** Begin Material provided **

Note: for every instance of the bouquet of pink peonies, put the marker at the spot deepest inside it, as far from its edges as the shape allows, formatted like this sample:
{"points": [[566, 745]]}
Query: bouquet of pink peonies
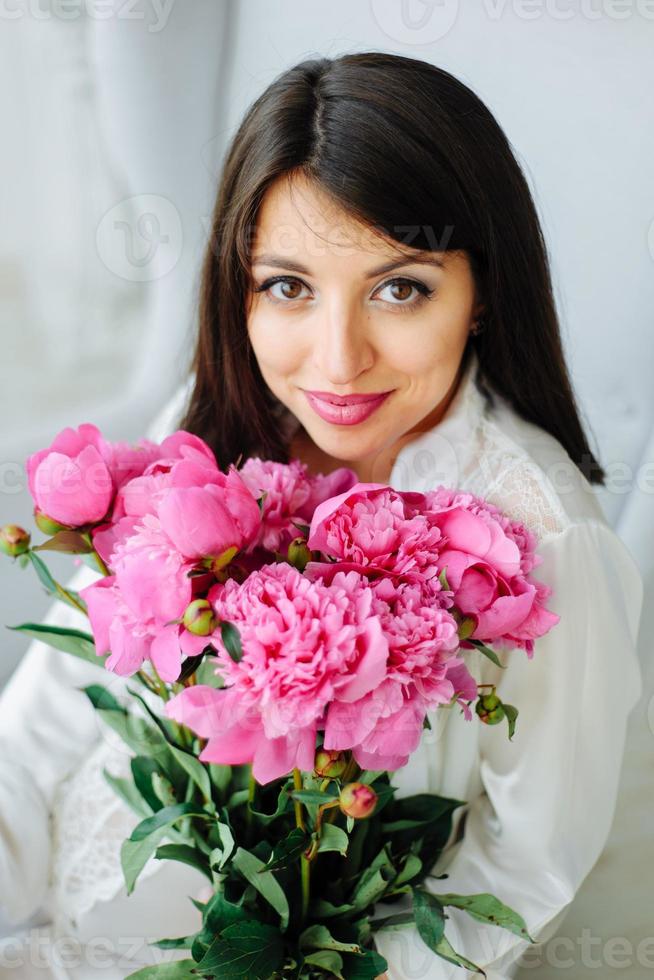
{"points": [[288, 635]]}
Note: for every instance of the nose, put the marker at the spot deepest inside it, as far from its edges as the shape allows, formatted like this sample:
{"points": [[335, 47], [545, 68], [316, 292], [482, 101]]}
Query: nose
{"points": [[342, 349]]}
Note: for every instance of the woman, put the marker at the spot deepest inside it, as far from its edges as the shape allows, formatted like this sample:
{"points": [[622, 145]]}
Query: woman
{"points": [[376, 293]]}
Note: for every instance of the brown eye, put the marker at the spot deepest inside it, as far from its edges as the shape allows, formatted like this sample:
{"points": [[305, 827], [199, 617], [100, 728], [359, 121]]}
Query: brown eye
{"points": [[290, 288], [405, 293], [401, 290]]}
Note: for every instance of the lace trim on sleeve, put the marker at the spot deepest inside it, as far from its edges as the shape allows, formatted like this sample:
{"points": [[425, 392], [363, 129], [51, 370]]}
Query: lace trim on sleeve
{"points": [[512, 481]]}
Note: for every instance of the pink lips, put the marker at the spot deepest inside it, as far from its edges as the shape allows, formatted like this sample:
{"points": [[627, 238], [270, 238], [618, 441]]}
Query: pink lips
{"points": [[344, 409]]}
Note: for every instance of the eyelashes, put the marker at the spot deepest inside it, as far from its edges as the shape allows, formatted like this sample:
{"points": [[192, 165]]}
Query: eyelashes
{"points": [[424, 292]]}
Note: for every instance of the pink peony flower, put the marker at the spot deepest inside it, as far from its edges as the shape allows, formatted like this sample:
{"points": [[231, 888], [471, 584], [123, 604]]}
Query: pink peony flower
{"points": [[370, 528], [117, 631], [305, 645], [291, 494], [384, 727], [70, 482], [206, 520]]}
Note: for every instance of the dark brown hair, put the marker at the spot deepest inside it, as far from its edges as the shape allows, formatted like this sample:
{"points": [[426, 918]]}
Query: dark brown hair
{"points": [[411, 151]]}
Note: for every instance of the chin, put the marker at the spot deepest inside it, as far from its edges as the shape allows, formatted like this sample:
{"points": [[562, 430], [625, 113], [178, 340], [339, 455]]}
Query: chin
{"points": [[345, 444]]}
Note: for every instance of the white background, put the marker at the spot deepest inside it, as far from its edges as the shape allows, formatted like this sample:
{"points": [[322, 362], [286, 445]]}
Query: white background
{"points": [[115, 117]]}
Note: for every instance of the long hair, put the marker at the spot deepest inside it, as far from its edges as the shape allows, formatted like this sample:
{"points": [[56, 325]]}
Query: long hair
{"points": [[407, 149]]}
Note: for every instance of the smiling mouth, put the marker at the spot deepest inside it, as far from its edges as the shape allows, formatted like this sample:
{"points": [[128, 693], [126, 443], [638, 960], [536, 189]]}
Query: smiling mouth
{"points": [[345, 409]]}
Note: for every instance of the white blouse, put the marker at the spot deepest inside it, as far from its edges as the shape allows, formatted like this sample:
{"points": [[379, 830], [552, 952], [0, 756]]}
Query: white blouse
{"points": [[539, 808]]}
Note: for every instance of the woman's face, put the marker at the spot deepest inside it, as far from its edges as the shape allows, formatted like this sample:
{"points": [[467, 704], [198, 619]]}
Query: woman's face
{"points": [[324, 316]]}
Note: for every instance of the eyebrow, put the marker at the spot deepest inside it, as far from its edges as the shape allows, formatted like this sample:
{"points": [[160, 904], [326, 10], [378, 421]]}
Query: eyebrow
{"points": [[282, 262]]}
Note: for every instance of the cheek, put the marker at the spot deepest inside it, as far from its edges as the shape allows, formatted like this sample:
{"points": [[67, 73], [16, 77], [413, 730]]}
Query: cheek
{"points": [[278, 352]]}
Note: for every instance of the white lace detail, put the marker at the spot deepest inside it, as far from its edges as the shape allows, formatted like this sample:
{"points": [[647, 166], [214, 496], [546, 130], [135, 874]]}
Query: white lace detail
{"points": [[507, 477], [89, 824]]}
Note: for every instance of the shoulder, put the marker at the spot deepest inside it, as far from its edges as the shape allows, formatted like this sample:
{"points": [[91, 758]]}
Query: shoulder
{"points": [[526, 472]]}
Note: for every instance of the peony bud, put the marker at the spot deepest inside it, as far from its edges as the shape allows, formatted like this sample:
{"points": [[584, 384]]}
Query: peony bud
{"points": [[357, 800], [14, 540], [329, 764], [47, 525], [199, 617], [298, 554], [490, 709]]}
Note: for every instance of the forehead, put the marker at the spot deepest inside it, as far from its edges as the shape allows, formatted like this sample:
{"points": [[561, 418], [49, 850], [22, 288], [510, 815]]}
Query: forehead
{"points": [[297, 218]]}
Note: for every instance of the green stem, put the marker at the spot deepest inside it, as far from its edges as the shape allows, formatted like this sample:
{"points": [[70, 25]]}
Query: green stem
{"points": [[248, 812], [66, 596], [101, 565], [162, 690], [305, 866]]}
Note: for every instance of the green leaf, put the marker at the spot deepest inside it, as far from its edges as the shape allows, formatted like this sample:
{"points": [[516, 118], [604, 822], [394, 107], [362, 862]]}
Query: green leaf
{"points": [[319, 937], [253, 869], [195, 769], [249, 949], [369, 776], [73, 641], [445, 950], [312, 796], [134, 856], [366, 967], [142, 739], [161, 725], [126, 789], [412, 867], [220, 855], [70, 542], [103, 700], [392, 922], [176, 970], [231, 638], [511, 715], [327, 960], [372, 886], [68, 596], [322, 909], [332, 838], [143, 768], [220, 913], [42, 572], [487, 652], [166, 817], [288, 850], [430, 917], [183, 942], [488, 908], [284, 804], [185, 854]]}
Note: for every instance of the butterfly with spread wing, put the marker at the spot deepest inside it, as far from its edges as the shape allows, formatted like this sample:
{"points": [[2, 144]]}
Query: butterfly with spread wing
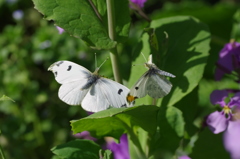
{"points": [[152, 82], [93, 92]]}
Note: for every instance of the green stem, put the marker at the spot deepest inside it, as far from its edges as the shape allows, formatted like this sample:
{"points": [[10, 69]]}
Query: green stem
{"points": [[1, 151], [112, 35]]}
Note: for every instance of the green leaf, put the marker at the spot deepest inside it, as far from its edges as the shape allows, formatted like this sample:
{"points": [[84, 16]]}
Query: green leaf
{"points": [[78, 18], [121, 14], [77, 149], [236, 29], [185, 56], [209, 143], [175, 119], [116, 121], [166, 140], [4, 97], [107, 154]]}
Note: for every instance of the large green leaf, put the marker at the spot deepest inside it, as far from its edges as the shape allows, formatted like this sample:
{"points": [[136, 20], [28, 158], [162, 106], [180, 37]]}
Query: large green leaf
{"points": [[78, 18], [175, 119], [167, 139], [122, 17], [77, 149], [116, 121], [185, 55]]}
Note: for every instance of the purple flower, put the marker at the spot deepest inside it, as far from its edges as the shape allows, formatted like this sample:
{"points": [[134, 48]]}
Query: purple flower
{"points": [[229, 60], [218, 121], [184, 157], [139, 3], [60, 30], [120, 151], [232, 140]]}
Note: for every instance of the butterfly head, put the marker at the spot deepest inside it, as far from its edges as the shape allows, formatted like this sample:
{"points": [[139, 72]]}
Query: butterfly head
{"points": [[131, 99]]}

** End Material provided **

### Written exercise
Produce an exact copy of each line of data, skipping embedded images.

### Output of the task
Note: for every instance of the bouquet of pink peonies, put the marker at the spot deepest inside it, as far from its edges as the shape allows, formatted like this sample:
{"points": [[566, 745]]}
Query: bouquet of pink peonies
{"points": [[288, 635]]}
Note: for every instance of the nose, put the marker at the spot deepest inside it, as far from its edges as the shape allows, formatted like this sample:
{"points": [[335, 47], [545, 68], [316, 292], [482, 101]]}
Query: nose
{"points": [[342, 349]]}
Note: for every instance of the woman, put the marker at the spot deepest inside it, as far from its edges as the shape allows, formatted like this sample:
{"points": [[622, 145]]}
Query: woman
{"points": [[376, 293]]}
Note: for every instance of the brown eye, put the marker at the spot deepest inside it, as far from its edges as the shape allows, formatted like this sample:
{"points": [[305, 827], [199, 617], [100, 728], [359, 121]]}
Query: brown eye
{"points": [[290, 288], [405, 293], [401, 290]]}
Note: for every instance of the lace trim on sleeve, put the marker at the spot deepest inside it, as far from its edges as the shape allows, formatted like this sample:
{"points": [[425, 392], [363, 129], [51, 370]]}
Query: lace trim on sleeve
{"points": [[512, 481]]}
Note: for every instance of the pink lips, put the marker at the spot deepest inside it, as far from its edges as the shape allows, formatted like this sample:
{"points": [[627, 238], [270, 238], [618, 441]]}
Query: pink lips
{"points": [[344, 409]]}
Note: for every instance of the eyelashes, put the marker at the spot deepest inside it, as far from its edges as the shape allows, formatted like this sample:
{"points": [[192, 165]]}
Query: eyelashes
{"points": [[424, 292]]}
Note: for every instance of the pink peony flower, put the marker at the spot deepest inside it, as far from its edges as the shape allows, formatted like this sample:
{"points": [[231, 888], [471, 584], [123, 604]]}
Query: pink peony flower
{"points": [[370, 528], [117, 631], [305, 645], [291, 494], [384, 727], [70, 482], [206, 520]]}
Note: for every instance of the dark brown hair, put the marker at the spot deepest inside it, as far from its edges as the shape allows, formatted like this sample:
{"points": [[426, 918]]}
Query: dark brown hair
{"points": [[411, 151]]}
Note: for every instance of the chin, put the marker at the spot deepest inside it, as far from its edges as the shape allows, formatted like this sample:
{"points": [[562, 430], [625, 113], [178, 340], [339, 455]]}
Query: chin
{"points": [[345, 444]]}
Note: for every instance of the white background, put the marker at the spot deepest inside it, as far from its edges as the shape allows, formatted like this sample:
{"points": [[322, 362], [286, 445]]}
Query: white background
{"points": [[115, 117]]}
Note: for every instance of the long hair, put the marker at the spot deepest inside it, as far from its edges as the shape allows, formatted like this sample:
{"points": [[56, 325]]}
Query: long hair
{"points": [[407, 149]]}
Note: for every instance of the smiling mouth, put the marker at the spot deepest inside it, as far from its edges as the shape allows, formatted like this sample:
{"points": [[128, 693], [126, 443], [638, 960], [536, 189]]}
Query: smiling mouth
{"points": [[345, 409]]}
Note: for every instance of the white blouse, put the marker at the spot deepest inside it, as far from its edges as the shape allows, formatted like this sample:
{"points": [[379, 830], [552, 952], [0, 756]]}
Query: white blouse
{"points": [[539, 808]]}
Note: for every instance of the woman's face, put the marker at the spot deepest inside it, as far from its edges as the shape allows, formatted like this sample:
{"points": [[467, 704], [198, 619]]}
Query: woman's face
{"points": [[324, 316]]}
Note: for every instance of the eyebrow, put the marker at the spot deepest inside it, as far from its edges as the shape allows, formatted like this sample:
{"points": [[160, 904], [326, 10], [378, 421]]}
Query: eyebrow
{"points": [[282, 262]]}
Note: for every instance of the cheek, put the marker at the spot deepest inside it, as far from its edges as the shape allows, formatted like this sample:
{"points": [[67, 73], [16, 77], [413, 730]]}
Query: cheek
{"points": [[278, 352]]}
Note: for every instance of the white lace detail, put the marker at the spot deepest inside it, as far from its edges as the shape allows, formatted like this sample:
{"points": [[647, 166], [214, 496], [546, 130], [135, 874]]}
Query: white lace detail
{"points": [[507, 477], [89, 824]]}
Note: for every instance of the shoulder, put the marker at the spot deepest inside it, as far from its edges as the shape allows, formatted like this sample:
{"points": [[91, 758]]}
Query: shoulder
{"points": [[526, 472]]}
Note: for every instance of the peony bud, put the marker at the spot deepest inside it, as far from its edges as the shape allows, formatted like this sample:
{"points": [[584, 384]]}
Query: peony bud
{"points": [[357, 800], [14, 540], [329, 764], [47, 525], [199, 617], [298, 554], [490, 709]]}
Note: for every instance of the forehead, put the marker at the spot deepest inside it, as far from its edges as the shape allows, formatted like this sample:
{"points": [[561, 418], [49, 850], [22, 288], [510, 815]]}
Query: forehead
{"points": [[297, 218]]}
Note: for every instance of the green stem, put the marker at the spot deepest inside it, as far from its edges as the shape allows, formatted like this sample:
{"points": [[70, 25]]}
Query: green stem
{"points": [[248, 812], [66, 596], [101, 565], [162, 690], [305, 866]]}
Note: for every instance of the green leaf, put the marker at the spot deepest inside it, as far from its edges as the shape allows, formatted like this sample:
{"points": [[516, 118], [604, 822], [394, 107], [362, 862]]}
Query: green leaf
{"points": [[319, 937], [253, 869], [195, 769], [249, 949], [369, 776], [73, 641], [445, 950], [312, 796], [134, 856], [366, 967], [142, 739], [161, 725], [126, 789], [412, 867], [220, 855], [70, 542], [103, 700], [392, 922], [176, 970], [231, 638], [511, 715], [327, 960], [372, 886], [68, 596], [322, 909], [332, 838], [143, 768], [220, 913], [42, 572], [487, 652], [166, 817], [288, 850], [430, 917], [183, 942], [488, 908], [284, 804], [185, 854]]}
Note: for every instance of the butterfly with spread wing, put the marker at the spot deepest inside it, as far from its edges as the shape allows, formatted like this sample:
{"points": [[2, 144]]}
Query: butterfly with spread wing
{"points": [[152, 82], [93, 92]]}
Note: for every instance of the green stem, put the marker at the spot deepest inside it, as far from its edges as the shape allows, formatted like this sample:
{"points": [[10, 69]]}
Query: green stem
{"points": [[1, 151], [112, 35]]}
Note: for every instance of the green leaf, put the marker at the spot deepest inside it, as far from its edges as the shape allows, formatted like this sample:
{"points": [[84, 16]]}
Query: green leaf
{"points": [[78, 18], [121, 14], [77, 149], [236, 29], [185, 56], [209, 143], [175, 119], [116, 121], [166, 140], [4, 97], [107, 154]]}
Note: for every instance of the large green leaf, put the marker at the spot deepest inside it, as far from its edges as the shape allows, formatted like this sample:
{"points": [[136, 20], [28, 158], [162, 106], [180, 37]]}
Query: large green leaf
{"points": [[78, 18], [175, 119], [167, 139], [122, 17], [77, 149], [116, 121], [185, 55]]}
Note: for every instance of the purple flower, put the marker at the spot deepest inside it, as far from its edges as the shape allows, formatted like this sample:
{"points": [[134, 48]]}
Query: purple flower
{"points": [[229, 60], [218, 121], [184, 157], [139, 3], [60, 30], [120, 151], [232, 140]]}
Note: for every instance of the butterfly head, put the marker at the spot deepest inside it, as far from its edges as the shape allows, formatted like this sample:
{"points": [[139, 72]]}
Query: butterfly head
{"points": [[131, 99]]}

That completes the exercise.